4 Tips for Managers in a Hybrid World

Whether you’re a seasoned manager of big teams or a brand new manager with just one direct report, managing has never been more challenging.

How much space and autonomy should you give on projects? How often should you check in? How much do you share about upcoming company changes? What personal questions should you ask about a person's wellbeing?

It can be really challenging to know how to adjust your style and approach for remote and hybrid team members - especially at a time where you know there’s a good chance your team members might be open to or actively looking for other opportunities.

If you want to make sure you’re doing everything you can to retain great talent and keep them engaged, be sure you’re following these four simple strategies.

[Related: Three Practices to Help You Adapt, Thrive, and Stay Relevant in the Hybrid Work World]

1) Ask your team members how they like to be managed.

It sounds so simple and basic. But truly, one of the best things you can do is to have a conversation about how someone likes to work - what styles and approaches work best for them.

Questions like:

  • How can I get the best of you?
  • How would I get the worst of you?
  • What do you need from me to do your best work?
  • Do you like small talk and pleasantries in emails or conversations, or do you prefer to get down to business?
  • How do you feel about texts, audio calls, emails, Slack as different methods of communication?
  • What time of day works best for meetings vs. deep work for you?
  • How do you like to receive recognition?

Michael Watson talks more about this "style conversation" in his The First 90 Days, which is a great read for anyone stepping into a new role.

Here’s the thing: Everyone is different. If you take the same approach with everyone you manage, you may not be getting the best of each person.

These are so basic and easy to implement, but they make a huge difference. Start by making sure you have the conversation.

**Directives:**
(a) List every sample question the article on managing in a hybrid world offers for learning how a team member likes to be managed.
(b) According to the article on managing in a hybrid world, which book is a great read for anyone stepping into a new role?

**Extracted records:**
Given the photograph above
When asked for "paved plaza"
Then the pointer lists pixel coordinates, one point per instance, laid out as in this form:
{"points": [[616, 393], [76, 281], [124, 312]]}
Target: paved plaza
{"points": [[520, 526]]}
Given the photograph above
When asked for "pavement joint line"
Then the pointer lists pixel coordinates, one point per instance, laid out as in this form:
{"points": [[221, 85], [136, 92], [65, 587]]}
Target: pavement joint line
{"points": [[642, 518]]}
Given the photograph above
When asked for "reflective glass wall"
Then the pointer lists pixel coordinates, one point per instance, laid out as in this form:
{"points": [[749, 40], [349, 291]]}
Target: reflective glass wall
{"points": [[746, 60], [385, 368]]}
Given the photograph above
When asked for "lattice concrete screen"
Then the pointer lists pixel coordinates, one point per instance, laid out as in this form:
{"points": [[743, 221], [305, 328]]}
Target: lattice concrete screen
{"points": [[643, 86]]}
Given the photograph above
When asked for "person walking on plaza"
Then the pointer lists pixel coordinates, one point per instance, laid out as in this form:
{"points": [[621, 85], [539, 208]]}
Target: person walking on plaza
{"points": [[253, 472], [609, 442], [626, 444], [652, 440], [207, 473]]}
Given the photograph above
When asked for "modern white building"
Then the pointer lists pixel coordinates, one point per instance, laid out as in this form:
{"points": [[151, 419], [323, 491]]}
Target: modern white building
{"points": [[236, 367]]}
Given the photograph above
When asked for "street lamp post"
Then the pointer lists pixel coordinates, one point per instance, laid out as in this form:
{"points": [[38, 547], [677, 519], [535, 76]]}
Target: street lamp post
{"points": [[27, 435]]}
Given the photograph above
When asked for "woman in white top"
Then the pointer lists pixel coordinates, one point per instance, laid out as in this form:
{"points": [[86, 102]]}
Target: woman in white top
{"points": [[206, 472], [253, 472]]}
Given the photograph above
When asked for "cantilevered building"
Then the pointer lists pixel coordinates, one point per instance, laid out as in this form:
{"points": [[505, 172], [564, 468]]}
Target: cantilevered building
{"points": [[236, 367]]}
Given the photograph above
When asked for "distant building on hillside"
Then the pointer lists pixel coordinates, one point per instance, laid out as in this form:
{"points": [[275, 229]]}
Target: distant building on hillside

**Solutions by task:**
(a)
- How can I get the best of you?
- How would I get the worst of you?
- What do you need from me to do your best work?
- Do you like small talk and pleasantries in emails or conversations, or do you prefer to get down to business?
- How do you feel about texts, audio calls, emails, Slack as different methods of communication?
- What time of day works best for meetings vs. deep work for you?
- How do you like to receive recognition?

(b) The First 90 Days